*FRAGMENTO DE LA PÁGINA*.
━━━━━━
Sin embargo, muchos ciudadanos progresistas están dispuestos a asumir el marco anti-Vox, con tal de no ver un retroceso para las mujeres o el colectivo LGTBI. Poca duda cabe que España se asoma a un abismo desconocido si el PP necesitara a Santiago Abascal para gobernar. Ahora bien, que Sánchez haya sometido al votante de izquierdas a aceptar ese dilema es ahora el mayor daño, debido a la derrota moral que subyace.
De un lado, porque no es cierto que la única alternativa sea él o la ultraderecha. La Constitución permite presentar en una moción de censura a cualquier candidato, incluso si no es diputado. Por surrealista que parezca esa vía, acabaría con el mantra de que solo el reaccionarismo puede resetear esta situación anómala. Precisamente, crece la impresión de que cuanto más elevada sea la agonía de esta legislatura, o de los socios de investidura, más largo será el ciclo de gobierno de la derecha.
Del otro, porque el Ejecutivo ha perdido el relato, y cada vez costará más a los propios defenderle. La llovizna de investigaciones o procesamientos —fiscal general, familiares del presidente, presuntas tramas alrededor del Ministerio de Transportes...— no ha hecho más que empezar y las noticias irán copando titulares como una gota malaya. ¿De qué forma seguir afirmando que hay una UCO buena —en la que Sánchez se ampara para echar a Cerdán— y otra mala —la que también emite informes sobre el Fiscal, su señora o su hermano? Son mensajes poco coherentes, por más que luego algunas causas puedan quedar finalmente en nada.
Por último, es difícil imaginarse que la legislatura pueda seguir funcionando con normalidad, si llevábamos hasta ahora dos años ya sin presupuestos, e incluso Podemos ha decidido romper con el PSOE. La formación de Ione Belarra juega al cinismo: de estar en el Gobierno, probablemente estarían tan comedidos como Yolanda Díaz. El fracaso de la nueva política es notorio, asumido que nació para fiscalizar al poder, y ni siquiera pudieron detectar nada presuntamente irregular, pese a compartir mesa del Consejo de Ministros con José Luis Ábalos. El partido morado ha encontrado, pues, su forma de desmarcarse de la izquierda gobernante, de avivar su afrenta contra Sumar, y difícilmente soltará esa baza.
━━━━━━
[Registros de datos]
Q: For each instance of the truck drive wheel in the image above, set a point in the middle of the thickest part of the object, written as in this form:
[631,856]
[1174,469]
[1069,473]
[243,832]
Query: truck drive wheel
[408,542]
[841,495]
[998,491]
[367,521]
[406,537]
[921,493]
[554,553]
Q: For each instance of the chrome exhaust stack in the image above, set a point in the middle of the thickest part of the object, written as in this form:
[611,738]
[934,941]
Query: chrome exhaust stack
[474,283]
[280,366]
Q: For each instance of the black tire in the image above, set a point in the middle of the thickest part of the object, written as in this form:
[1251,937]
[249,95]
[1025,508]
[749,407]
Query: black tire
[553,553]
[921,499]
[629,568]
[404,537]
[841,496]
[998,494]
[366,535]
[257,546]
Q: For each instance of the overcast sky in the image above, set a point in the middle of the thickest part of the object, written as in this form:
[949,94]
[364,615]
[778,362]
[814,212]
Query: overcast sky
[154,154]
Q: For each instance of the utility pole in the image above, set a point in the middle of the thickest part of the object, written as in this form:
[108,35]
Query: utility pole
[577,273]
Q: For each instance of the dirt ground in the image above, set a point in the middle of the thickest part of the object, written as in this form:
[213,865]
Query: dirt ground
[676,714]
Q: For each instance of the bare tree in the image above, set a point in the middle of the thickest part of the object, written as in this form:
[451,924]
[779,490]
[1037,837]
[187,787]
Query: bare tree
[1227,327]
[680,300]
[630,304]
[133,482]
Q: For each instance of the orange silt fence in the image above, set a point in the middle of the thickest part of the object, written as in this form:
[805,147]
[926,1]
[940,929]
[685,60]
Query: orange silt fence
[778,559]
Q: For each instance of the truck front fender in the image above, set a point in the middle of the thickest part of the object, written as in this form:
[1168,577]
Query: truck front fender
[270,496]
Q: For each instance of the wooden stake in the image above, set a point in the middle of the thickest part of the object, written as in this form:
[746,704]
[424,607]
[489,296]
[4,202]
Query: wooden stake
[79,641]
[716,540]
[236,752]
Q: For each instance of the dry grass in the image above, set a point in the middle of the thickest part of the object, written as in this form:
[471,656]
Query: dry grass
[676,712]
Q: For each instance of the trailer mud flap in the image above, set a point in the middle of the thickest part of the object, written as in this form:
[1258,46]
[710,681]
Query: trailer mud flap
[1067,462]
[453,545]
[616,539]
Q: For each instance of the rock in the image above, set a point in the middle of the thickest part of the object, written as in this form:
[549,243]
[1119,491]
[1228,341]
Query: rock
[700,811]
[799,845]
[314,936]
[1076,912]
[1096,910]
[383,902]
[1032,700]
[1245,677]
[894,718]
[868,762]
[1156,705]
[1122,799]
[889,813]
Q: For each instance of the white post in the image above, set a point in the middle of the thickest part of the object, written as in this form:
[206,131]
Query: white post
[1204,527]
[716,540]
━━━━━━
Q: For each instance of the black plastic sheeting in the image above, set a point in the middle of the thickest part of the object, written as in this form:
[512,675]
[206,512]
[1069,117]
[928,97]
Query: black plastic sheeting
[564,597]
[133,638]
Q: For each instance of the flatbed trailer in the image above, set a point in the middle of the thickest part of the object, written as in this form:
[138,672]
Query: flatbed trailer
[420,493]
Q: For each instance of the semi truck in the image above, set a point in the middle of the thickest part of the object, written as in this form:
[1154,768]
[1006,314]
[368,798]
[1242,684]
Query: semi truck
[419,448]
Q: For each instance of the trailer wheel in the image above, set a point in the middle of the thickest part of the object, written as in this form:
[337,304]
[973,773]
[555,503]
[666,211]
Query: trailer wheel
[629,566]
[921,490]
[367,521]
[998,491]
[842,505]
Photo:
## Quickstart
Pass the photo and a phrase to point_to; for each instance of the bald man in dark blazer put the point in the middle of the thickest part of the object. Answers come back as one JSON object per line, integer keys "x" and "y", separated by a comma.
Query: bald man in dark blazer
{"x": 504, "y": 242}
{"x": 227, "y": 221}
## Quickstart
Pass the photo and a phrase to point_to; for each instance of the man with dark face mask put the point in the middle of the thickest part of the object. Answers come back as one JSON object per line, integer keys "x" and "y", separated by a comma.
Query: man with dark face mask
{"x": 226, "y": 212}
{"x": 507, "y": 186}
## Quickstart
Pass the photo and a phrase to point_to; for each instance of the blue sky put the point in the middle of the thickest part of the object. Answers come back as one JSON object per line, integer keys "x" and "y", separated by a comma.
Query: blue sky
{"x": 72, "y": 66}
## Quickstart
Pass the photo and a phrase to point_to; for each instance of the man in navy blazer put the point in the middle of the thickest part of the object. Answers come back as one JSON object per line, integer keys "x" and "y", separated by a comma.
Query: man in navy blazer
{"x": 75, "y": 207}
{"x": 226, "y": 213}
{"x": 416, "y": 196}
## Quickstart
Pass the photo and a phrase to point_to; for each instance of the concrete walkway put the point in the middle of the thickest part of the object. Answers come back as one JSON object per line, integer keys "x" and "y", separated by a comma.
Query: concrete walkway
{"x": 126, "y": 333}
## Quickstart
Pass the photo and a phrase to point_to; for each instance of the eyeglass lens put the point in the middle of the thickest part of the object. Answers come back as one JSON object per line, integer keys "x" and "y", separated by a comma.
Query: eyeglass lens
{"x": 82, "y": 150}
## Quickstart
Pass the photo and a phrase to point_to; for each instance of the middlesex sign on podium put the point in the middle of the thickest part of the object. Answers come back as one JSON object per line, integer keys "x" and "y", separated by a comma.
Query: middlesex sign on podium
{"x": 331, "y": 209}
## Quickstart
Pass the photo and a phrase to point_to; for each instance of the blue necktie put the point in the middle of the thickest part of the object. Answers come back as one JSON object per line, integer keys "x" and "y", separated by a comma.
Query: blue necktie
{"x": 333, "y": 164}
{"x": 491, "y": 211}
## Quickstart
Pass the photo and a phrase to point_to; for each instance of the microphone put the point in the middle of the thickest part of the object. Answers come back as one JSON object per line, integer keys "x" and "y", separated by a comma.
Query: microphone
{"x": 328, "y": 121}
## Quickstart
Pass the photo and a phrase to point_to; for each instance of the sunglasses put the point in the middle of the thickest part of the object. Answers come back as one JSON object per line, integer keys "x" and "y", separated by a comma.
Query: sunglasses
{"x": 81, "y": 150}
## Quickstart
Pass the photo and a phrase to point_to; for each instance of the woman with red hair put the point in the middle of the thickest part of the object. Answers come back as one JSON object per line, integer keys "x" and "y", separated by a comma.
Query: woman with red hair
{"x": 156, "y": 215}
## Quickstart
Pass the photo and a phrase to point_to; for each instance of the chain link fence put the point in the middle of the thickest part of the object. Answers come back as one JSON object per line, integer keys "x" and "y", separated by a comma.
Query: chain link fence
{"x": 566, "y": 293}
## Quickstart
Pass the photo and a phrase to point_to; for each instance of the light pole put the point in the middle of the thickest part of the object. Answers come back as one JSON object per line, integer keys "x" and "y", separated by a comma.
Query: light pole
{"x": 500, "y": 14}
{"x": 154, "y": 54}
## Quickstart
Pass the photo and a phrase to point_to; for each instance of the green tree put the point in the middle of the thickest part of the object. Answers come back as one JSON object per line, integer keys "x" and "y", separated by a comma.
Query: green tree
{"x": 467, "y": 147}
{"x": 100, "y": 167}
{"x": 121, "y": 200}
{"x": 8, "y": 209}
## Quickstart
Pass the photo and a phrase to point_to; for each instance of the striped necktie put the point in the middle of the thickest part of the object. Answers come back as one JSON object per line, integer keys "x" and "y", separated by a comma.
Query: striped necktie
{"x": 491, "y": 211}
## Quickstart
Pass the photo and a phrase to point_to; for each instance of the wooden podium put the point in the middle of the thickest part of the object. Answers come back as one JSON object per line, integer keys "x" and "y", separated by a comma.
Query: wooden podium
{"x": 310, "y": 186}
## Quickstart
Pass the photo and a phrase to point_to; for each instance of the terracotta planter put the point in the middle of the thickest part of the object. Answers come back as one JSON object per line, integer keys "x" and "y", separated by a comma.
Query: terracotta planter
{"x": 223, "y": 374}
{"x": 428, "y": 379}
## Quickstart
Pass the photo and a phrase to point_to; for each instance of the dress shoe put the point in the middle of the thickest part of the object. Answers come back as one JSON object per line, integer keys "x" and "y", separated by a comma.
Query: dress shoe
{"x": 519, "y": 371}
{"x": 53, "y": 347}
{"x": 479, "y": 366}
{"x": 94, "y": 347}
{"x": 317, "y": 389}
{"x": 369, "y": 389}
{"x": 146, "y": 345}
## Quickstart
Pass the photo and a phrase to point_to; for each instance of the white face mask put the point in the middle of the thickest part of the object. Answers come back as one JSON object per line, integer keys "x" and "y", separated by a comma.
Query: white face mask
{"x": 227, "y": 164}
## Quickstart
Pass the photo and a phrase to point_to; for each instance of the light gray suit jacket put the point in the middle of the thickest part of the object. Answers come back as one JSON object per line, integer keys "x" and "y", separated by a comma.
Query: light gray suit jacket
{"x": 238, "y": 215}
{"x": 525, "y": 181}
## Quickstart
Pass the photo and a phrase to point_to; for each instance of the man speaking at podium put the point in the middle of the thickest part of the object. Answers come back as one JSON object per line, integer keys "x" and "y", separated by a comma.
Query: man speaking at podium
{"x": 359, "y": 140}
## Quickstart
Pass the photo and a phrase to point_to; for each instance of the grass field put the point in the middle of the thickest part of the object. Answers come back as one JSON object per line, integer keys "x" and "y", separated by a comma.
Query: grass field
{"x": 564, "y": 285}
━━━━━━
*EJERCICIOS*.
• A. Según el texto sobre el Gobierno de Sánchez, ¿a quién permite la Constitución presentar en una moción de censura?
• B. Reescribe en forma de lista el párrafo del texto sobre el Gobierno de Sánchez que empieza con "De un lado, porque no es cierto" y conserva sus datos principales.
• C. Continúa el texto sobre el Gobierno de Sánchez a partir de su última oración.
Las filas provienen de una fuente distinta a la del texto.

*RESPUESTAS EN ORDEN*.
• A. A cualquier candidato, incluso si no es diputado.

• B.
- No es cierto que la única alternativa sea Sánchez o la ultraderecha.
- La Constitución permite presentar en una moción de censura a cualquier candidato, aunque no sea diputado.
- Esa vía, por surrealista que parezca, acabaría con el mantra de que solo el reaccionarismo puede resetear esta situación anómala.
- Crece la impresión de que, cuanto mayor sea la agonía de la legislatura o de los socios de investidura, más largo será el ciclo de gobierno de la derecha.

• C.
Claro está, el lío actual arroja a un dilema aún mayor para Sánchez: lo injusto de hacer juicios paralelos, cuando ninguno de sus colaboradores ha sido condenado aún en firme, y tienen presunción de inocencia hasta que no se resuelva lo contrario. Y pese a ello, el halo de sospecha sobre el partido, La Moncloa o su propia responsabilidad in vigilando puede acabar siendo más letal hoy que cualquier auto, así sean dudas infundadas.
En definitiva, el presidente ha decidido forzar la máquina, una vez más, con su decisión de seguir adelante. En el pecado está la penitencia. La resistencia siempre fue seña de la casa, pero hoy no está tan claro que por el camino no vaya a romper algo irreparable, tal que el PSOE, sus socios o la democracia lo acaben pagando demasiado caro a corto plazo. Hay una diferencia entre liderar y tomar rehenes para la propia causa. Llegar a la conclusión, desde las propias filas, de que la superioridad moral hoy no juega de parte de este Gobierno, o de que quizás un ciclo se ha acabado, tal vez sea el mayor síntoma del punto de no retorno, de que algo se ha roto ya con Pedro Sánchez.